Dataset entries:
== Segment start ==
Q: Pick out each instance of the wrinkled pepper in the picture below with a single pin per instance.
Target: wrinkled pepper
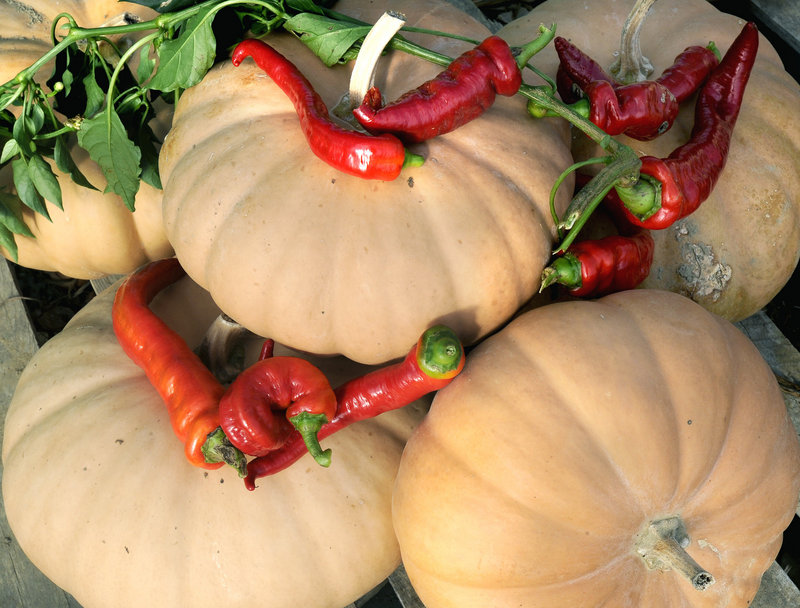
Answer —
(379, 157)
(431, 364)
(459, 94)
(671, 188)
(641, 110)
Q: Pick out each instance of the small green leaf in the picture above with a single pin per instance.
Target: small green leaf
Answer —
(66, 164)
(44, 180)
(185, 60)
(330, 40)
(104, 137)
(11, 214)
(26, 189)
(10, 150)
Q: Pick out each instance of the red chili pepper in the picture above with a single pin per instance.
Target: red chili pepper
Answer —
(370, 157)
(641, 110)
(431, 364)
(672, 188)
(250, 412)
(459, 94)
(189, 390)
(597, 267)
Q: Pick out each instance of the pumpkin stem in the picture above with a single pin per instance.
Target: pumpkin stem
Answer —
(662, 545)
(631, 65)
(222, 349)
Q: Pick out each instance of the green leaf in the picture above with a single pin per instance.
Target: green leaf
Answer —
(10, 150)
(107, 143)
(185, 60)
(44, 180)
(67, 165)
(26, 189)
(11, 214)
(330, 40)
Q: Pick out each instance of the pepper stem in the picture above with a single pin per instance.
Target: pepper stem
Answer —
(439, 352)
(308, 425)
(218, 448)
(565, 270)
(631, 65)
(662, 545)
(642, 198)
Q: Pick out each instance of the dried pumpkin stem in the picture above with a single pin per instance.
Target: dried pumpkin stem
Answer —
(631, 65)
(662, 545)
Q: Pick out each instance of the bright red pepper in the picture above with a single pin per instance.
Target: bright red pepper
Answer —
(271, 399)
(189, 390)
(459, 94)
(370, 157)
(672, 188)
(641, 110)
(431, 364)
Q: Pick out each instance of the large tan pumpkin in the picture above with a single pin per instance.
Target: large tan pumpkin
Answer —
(101, 498)
(535, 475)
(741, 246)
(347, 265)
(95, 234)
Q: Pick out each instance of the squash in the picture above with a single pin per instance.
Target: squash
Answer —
(101, 498)
(737, 251)
(95, 234)
(536, 475)
(347, 265)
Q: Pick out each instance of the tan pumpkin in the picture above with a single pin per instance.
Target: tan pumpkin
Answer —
(537, 473)
(355, 266)
(100, 496)
(95, 234)
(736, 252)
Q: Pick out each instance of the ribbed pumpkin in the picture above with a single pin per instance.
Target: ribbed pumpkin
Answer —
(353, 266)
(95, 234)
(100, 496)
(535, 477)
(741, 246)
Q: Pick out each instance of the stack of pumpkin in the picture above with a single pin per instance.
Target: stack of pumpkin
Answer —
(628, 451)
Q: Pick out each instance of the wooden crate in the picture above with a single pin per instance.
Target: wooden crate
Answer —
(22, 585)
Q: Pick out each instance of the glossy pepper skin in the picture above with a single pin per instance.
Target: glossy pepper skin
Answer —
(431, 364)
(641, 110)
(459, 94)
(189, 390)
(597, 267)
(270, 399)
(369, 157)
(677, 185)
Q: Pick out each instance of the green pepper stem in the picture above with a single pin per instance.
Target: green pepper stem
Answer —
(642, 198)
(308, 425)
(218, 448)
(439, 352)
(565, 270)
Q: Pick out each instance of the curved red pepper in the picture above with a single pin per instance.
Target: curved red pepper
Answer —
(189, 390)
(459, 94)
(672, 188)
(250, 411)
(370, 157)
(431, 364)
(641, 110)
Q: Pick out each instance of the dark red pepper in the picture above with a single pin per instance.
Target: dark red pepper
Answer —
(370, 157)
(641, 110)
(672, 188)
(431, 364)
(459, 94)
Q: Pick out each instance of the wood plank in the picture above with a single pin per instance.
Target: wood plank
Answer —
(21, 583)
(782, 17)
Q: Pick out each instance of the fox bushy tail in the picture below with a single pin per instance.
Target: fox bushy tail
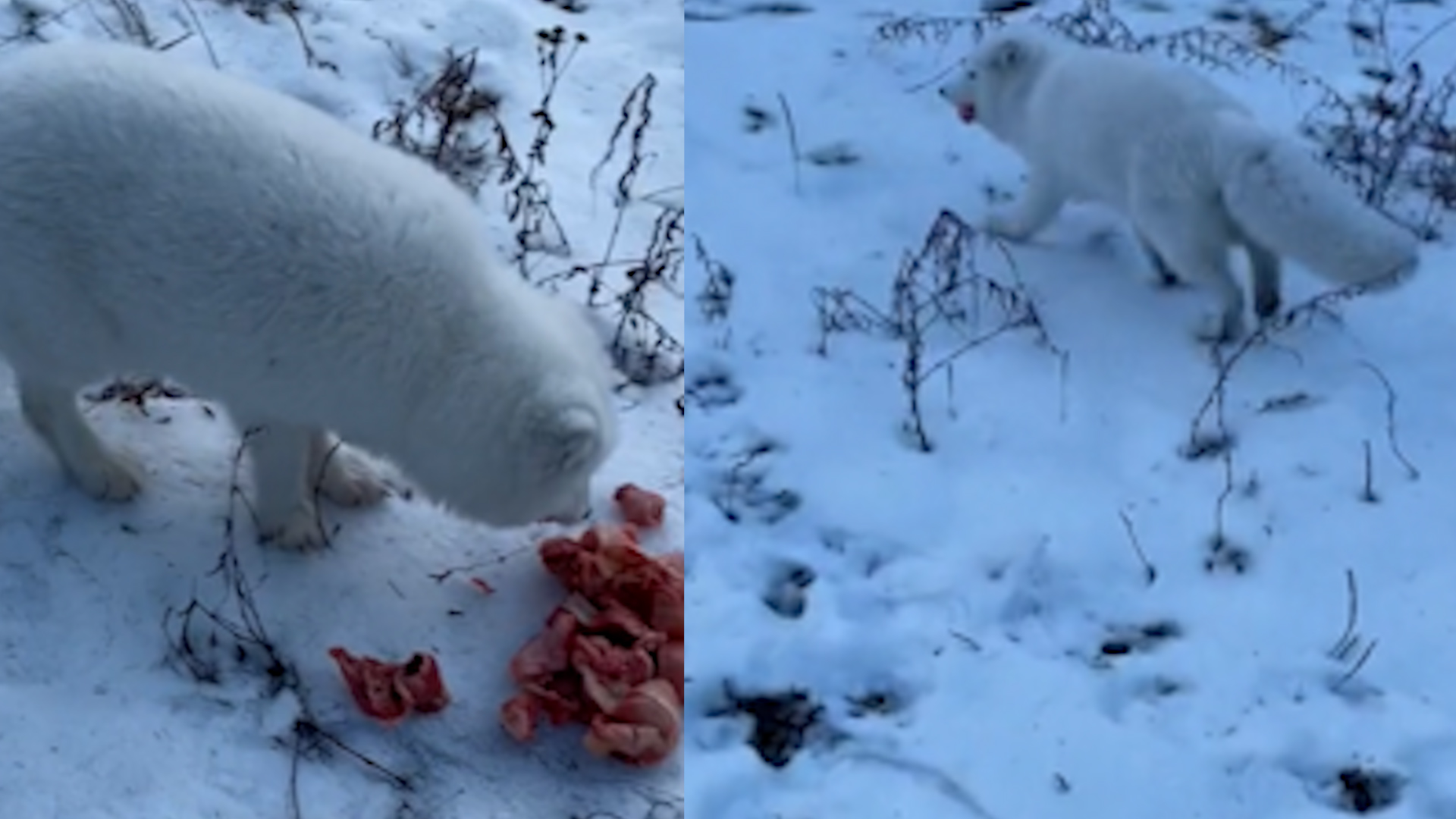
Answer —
(1282, 199)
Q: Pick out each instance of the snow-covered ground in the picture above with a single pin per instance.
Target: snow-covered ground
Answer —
(99, 716)
(1052, 613)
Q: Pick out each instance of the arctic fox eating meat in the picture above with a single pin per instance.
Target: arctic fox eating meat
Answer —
(165, 219)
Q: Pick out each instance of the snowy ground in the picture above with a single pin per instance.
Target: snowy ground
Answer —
(973, 630)
(98, 714)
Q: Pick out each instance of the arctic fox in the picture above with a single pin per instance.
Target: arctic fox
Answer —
(1181, 159)
(158, 218)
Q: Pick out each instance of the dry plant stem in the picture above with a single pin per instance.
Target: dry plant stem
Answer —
(794, 143)
(1149, 572)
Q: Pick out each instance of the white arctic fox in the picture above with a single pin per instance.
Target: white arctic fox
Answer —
(1181, 159)
(166, 219)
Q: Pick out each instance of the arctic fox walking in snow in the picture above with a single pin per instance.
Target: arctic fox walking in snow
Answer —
(166, 219)
(1181, 159)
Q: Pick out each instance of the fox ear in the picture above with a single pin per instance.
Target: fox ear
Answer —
(574, 439)
(1009, 55)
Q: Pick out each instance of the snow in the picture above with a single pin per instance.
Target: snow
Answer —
(976, 623)
(99, 717)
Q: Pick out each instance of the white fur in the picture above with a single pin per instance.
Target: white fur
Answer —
(1181, 159)
(159, 218)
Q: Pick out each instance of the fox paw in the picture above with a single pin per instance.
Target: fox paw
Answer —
(1005, 226)
(350, 480)
(299, 531)
(109, 477)
(1220, 328)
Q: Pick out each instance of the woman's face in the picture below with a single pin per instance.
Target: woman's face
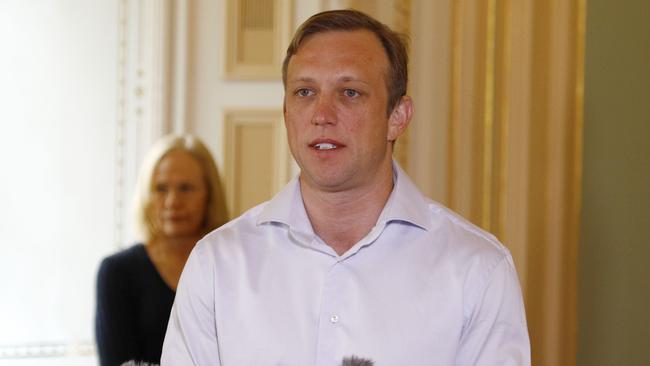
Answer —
(179, 196)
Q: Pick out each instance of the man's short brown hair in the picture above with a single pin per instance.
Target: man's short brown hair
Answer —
(395, 45)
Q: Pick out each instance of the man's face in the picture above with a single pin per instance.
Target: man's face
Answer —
(335, 110)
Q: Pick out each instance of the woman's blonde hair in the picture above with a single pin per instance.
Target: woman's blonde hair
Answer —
(216, 212)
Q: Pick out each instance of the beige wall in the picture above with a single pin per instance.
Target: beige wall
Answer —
(614, 296)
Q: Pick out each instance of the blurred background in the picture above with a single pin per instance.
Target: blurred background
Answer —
(532, 119)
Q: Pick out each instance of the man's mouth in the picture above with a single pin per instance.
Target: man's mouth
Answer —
(325, 146)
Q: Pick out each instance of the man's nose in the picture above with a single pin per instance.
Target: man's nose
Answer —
(325, 111)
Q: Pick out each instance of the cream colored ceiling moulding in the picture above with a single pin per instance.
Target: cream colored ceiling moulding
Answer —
(256, 157)
(257, 35)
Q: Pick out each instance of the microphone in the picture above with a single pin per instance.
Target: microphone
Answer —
(356, 361)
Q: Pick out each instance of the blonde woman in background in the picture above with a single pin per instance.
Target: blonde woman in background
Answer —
(178, 200)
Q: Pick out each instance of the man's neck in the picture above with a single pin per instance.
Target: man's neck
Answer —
(343, 218)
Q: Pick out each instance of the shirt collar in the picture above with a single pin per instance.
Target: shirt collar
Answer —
(405, 204)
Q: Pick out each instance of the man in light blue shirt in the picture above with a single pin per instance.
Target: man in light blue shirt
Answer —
(349, 259)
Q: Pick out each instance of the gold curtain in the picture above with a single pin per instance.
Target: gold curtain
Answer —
(509, 116)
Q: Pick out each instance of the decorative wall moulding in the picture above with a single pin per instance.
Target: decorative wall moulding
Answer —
(257, 35)
(257, 158)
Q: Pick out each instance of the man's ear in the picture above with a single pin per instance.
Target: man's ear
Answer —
(400, 118)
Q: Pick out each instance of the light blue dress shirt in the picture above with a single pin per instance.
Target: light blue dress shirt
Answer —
(424, 287)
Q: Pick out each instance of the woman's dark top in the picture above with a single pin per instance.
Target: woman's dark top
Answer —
(133, 307)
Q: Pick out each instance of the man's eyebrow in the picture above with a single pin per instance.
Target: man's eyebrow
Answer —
(342, 79)
(306, 79)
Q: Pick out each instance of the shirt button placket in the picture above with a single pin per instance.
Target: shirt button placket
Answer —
(330, 341)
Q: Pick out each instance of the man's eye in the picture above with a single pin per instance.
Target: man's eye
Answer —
(351, 93)
(304, 92)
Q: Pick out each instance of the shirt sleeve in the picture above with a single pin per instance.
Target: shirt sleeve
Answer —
(114, 317)
(496, 333)
(191, 337)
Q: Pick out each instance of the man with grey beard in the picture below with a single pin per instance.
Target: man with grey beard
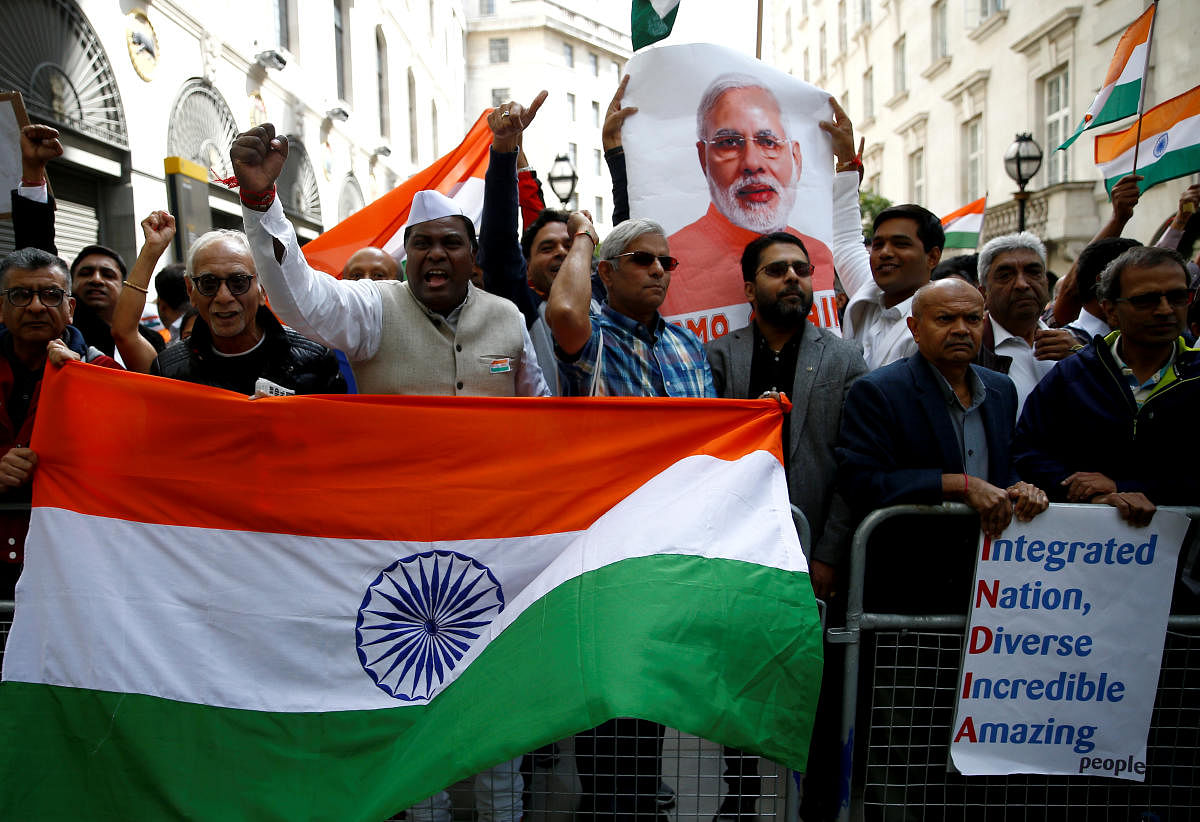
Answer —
(753, 168)
(781, 351)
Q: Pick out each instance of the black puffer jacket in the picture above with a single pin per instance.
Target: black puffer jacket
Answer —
(285, 358)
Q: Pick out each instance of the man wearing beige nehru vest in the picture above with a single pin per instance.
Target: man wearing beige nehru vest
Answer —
(435, 334)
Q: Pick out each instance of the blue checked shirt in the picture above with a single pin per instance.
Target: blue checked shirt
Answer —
(667, 361)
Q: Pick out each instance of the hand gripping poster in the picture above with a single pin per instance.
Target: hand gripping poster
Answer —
(723, 149)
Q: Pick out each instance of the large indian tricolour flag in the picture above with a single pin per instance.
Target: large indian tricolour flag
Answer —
(1121, 91)
(330, 607)
(1168, 147)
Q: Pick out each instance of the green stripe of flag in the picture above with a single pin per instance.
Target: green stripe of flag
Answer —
(1120, 105)
(961, 239)
(677, 640)
(1170, 166)
(647, 25)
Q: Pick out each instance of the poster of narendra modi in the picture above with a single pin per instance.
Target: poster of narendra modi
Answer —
(723, 149)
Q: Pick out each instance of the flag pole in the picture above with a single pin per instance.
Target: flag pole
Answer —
(757, 48)
(1145, 82)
== Segment end ==
## What needs to be done
Show all lines above that contain "tail".

## Your response
Q: Pick out each instance of the fox bushy tail in the picture below with a single pin per instance.
Target: fox bushy tail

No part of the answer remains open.